*Tugas Latihan 1*
Berapa orang yang telah menandatangani petisi di Change.org menurut opini tentang komodo?
*Tugas Latihan 2*
Ubah bagian opini tentang komodo yang dibuka dengan kata-kata "Opini: Pemerintah, Korupsi" dan ditutup dengan "Nusa Tenggara Timur.", lalu ganti "Pulau Padar" dengan "Pulau Kanawa".
*Tugas Latihan 3*
Teruskan opini tentang komodo mulai dari titik terakhir yang tertulis.

*Kutipan Teks*
◇ ◇ ◇

Mongabay.co.id

Opini: Pemerintah, Korupsi dan Keterancaman Komodo

 

Hampir 6.000 orang telah menandatangani petisi di situs Change.org yang menuntut pemerintah membatalkan rencana proyek pusat bisnis di Pulau Padar, satu dari tiga pulau besar selain Komodo dan Rinca di Taman Nasional Komodo, Flores, Nusa Tenggara Timur.

Petisi yang Forum Masyarakat Sipil (Formasi) Flores gagas itu juga menuntut agar Presiden Prabowo Subianto dan Menteri Kehutanan Raja Juli Antoni segera mencabut izin konsesi yang memungkinkan perusahaan-perusahaan menguasai lahan di kawasan konservasi itu.

Alasan petisi itu beragam, tetapi pada intinya mengandung keprihatinan atas kondisi komodo, satwa langka terancam punah (IUCN, 2021) dan habitatnya. Termasuk di dalamnya nasib dan masa depan masyarakat adat yang bergantung sepenuhnya pada bentang ekologi yang sama.

Petisi itu bukan satu-satunya tanda perlawanan warga dan elemen sipil yang selama bertahun-tahun menghadapi pemerintahan yang memproduksi kebijakan ugal-ugalan di kawasan itu. Semua kebijakan itu terbalut narasi konservasi, atau lebih tepatnya “pseudo-konservasi.”

◇ ◇ ◇

*Baris Ditampilkan*
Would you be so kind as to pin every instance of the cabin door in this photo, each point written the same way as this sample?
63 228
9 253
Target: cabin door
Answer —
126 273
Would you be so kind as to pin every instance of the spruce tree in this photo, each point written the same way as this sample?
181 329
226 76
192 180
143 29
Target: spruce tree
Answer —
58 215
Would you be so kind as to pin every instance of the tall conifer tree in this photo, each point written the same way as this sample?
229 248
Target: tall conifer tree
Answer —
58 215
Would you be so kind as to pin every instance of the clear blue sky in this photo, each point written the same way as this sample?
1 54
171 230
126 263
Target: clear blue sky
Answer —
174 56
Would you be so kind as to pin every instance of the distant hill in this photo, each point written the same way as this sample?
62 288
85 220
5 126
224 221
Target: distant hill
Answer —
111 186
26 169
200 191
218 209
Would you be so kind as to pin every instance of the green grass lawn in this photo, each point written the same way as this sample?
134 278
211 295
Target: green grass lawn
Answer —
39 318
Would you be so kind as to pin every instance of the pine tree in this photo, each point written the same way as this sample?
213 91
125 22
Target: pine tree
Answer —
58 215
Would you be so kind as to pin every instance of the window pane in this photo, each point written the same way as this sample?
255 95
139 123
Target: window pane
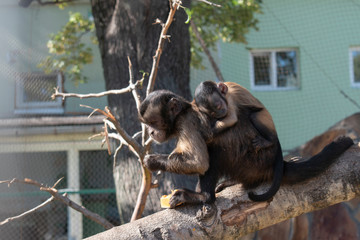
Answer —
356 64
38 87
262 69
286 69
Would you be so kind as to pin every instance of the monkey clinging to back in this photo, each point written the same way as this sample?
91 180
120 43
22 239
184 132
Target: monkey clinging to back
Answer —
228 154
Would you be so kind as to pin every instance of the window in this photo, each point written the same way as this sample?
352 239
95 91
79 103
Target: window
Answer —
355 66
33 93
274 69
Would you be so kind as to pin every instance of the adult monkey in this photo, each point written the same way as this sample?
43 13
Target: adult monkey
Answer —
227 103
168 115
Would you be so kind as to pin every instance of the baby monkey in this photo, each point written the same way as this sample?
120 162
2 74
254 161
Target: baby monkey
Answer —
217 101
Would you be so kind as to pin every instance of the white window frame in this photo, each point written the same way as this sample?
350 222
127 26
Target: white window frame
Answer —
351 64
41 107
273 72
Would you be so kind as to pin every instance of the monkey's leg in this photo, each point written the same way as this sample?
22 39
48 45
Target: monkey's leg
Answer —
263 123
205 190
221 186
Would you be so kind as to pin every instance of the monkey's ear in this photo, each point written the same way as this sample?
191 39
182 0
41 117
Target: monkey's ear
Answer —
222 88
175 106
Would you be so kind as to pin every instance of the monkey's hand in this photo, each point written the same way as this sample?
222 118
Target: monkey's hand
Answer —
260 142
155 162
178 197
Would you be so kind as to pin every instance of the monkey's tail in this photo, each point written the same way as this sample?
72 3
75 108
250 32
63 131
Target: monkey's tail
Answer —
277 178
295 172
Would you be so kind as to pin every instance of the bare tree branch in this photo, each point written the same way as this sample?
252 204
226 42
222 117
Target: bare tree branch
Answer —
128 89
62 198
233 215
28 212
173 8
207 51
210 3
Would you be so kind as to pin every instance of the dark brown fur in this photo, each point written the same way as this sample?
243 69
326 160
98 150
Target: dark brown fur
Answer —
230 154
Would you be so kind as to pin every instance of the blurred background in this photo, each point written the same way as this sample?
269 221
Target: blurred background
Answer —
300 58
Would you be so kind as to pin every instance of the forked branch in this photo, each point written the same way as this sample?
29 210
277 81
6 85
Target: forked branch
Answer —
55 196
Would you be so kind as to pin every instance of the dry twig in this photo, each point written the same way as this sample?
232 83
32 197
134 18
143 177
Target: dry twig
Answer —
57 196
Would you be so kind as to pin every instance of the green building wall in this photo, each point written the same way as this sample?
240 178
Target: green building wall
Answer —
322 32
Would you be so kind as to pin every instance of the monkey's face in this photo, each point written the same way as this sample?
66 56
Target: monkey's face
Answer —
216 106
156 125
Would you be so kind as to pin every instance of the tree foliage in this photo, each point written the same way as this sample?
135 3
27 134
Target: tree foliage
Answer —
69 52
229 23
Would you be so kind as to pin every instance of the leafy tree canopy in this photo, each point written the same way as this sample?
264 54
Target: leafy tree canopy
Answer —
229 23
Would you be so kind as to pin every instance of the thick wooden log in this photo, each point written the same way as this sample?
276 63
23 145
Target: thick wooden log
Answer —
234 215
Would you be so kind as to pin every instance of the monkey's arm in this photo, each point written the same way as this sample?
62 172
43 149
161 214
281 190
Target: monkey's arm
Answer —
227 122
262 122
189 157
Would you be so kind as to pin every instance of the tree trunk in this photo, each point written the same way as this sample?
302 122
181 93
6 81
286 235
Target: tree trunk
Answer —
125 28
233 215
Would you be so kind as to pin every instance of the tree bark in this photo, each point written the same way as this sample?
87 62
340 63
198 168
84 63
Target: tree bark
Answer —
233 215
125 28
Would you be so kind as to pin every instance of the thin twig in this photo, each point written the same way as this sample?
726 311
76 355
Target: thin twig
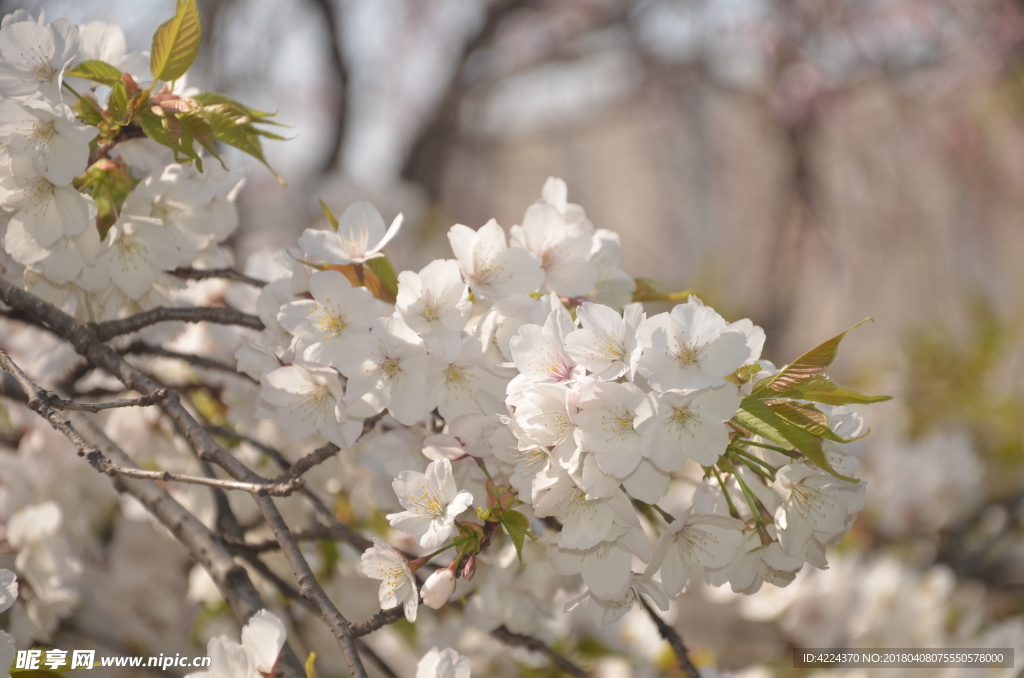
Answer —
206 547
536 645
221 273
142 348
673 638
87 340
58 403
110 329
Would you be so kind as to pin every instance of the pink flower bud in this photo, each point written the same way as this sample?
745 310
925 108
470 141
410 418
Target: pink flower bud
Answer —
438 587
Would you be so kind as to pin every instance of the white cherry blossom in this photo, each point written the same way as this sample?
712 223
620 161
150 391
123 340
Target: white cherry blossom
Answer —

◇ ◇ ◇

*Jawaban Tugas 1*
Hampir 6.000 orang.

*Jawaban Tugas 2*
Opini: Pemerintah, Korupsi dan Keterancaman Komodo

 

Hampir 6.000 orang telah menandatangani petisi di situs Change.org yang menuntut pemerintah membatalkan rencana proyek pusat bisnis di Pulau Kanawa, satu dari tiga pulau besar selain Komodo dan Rinca di Taman Nasional Komodo, Flores, Nusa Tenggara Timur.

*Jawaban Tugas 3*
Pemandangan pantai di salah satu bagian di sisi selatan Pulau Padar, Taman Nasional Komodo. Pulau yang menjadi destinasi wisata favorit itu kini terancam proyek pusat bisnis PT Komodo Wildlife Ecotourism (KWE). Foto: CD/Floresa

Atas nama konservasi

Dari rekam jejak persoalan di Taman Nasional Komodo, konservasi adalah fokus poin yang sering menjadi arena perdebatan.

Sejak penguasa kolonial Eropa mengetahui keberadaan komodo pada 1910, puluhan satwa itu berkali-kali menjadi korban penangkapan, pembunuhan dan pengiriman dalam keadaan hidup ke Jawa, Eropa dan Amerika.

Hingga 1945, tercatat setidaknya 15 ekspedisi oleh para ilmuwan dan pebisnis satwa Barat ke Komodo. (Dale, 2021).

Setelah rangkaian komersialisasi yang pura-pura disertai kebijakan perlindungan kolonial itu, habitat Komodo jadi cagar alam oleh pemerintah pada 1965. Statusnya berubah menjadi Taman Nasional Komodo pada 1980.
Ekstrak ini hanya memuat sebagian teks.